## WHAT YOU HAVE TO DO
Rewrite all the records below, changing "trace" to "draw" and keeping everything else the same. Leave the pictures out.

-- start RECORD SET --

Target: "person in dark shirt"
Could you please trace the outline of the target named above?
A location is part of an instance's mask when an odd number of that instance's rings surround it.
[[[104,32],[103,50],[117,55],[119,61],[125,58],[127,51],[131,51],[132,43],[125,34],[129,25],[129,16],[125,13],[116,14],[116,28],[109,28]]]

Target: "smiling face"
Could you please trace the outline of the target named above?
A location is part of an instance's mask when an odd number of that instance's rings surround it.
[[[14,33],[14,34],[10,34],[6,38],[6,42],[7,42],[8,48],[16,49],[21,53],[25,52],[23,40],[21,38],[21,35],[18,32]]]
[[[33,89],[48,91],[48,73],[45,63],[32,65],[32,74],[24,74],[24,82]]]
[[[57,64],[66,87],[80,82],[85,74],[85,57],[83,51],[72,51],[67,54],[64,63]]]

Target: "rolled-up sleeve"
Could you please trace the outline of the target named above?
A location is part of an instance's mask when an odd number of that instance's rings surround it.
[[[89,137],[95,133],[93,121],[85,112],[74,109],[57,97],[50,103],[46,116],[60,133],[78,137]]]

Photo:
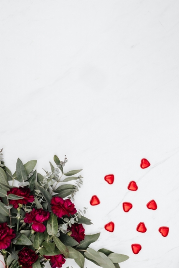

-- end RECORD SET --

## TASK RESULT
Target: "person in dark shirt"
Could you please draw the outline of the target named above?
A location is part of an instance's mask when an odd number of that instance's rings surround it.
[[[104,32],[103,50],[117,55],[119,61],[125,58],[127,51],[131,51],[132,43],[125,34],[129,25],[129,16],[125,13],[116,14],[116,28],[109,28]]]

Target: "smiling face"
Could you please draw the outline of the target named above?
A location is part of an instance's mask when an odd number of that instance's rings surround it.
[[[14,33],[14,34],[10,34],[6,38],[6,42],[7,42],[8,48],[16,49],[21,53],[25,52],[23,40],[21,38],[21,35],[18,32]]]
[[[33,89],[48,91],[48,73],[45,63],[32,65],[32,74],[24,74],[24,82]]]
[[[57,64],[66,87],[80,82],[85,74],[85,57],[83,51],[72,51],[67,54],[64,63]]]

Target: "rolled-up sleeve"
Could you please draw the outline of the target named above?
A location is part of an instance's mask when an odd number of that instance's rings surround it.
[[[89,137],[95,133],[93,121],[85,112],[74,109],[57,97],[50,103],[46,116],[60,133],[78,137]]]

Photo:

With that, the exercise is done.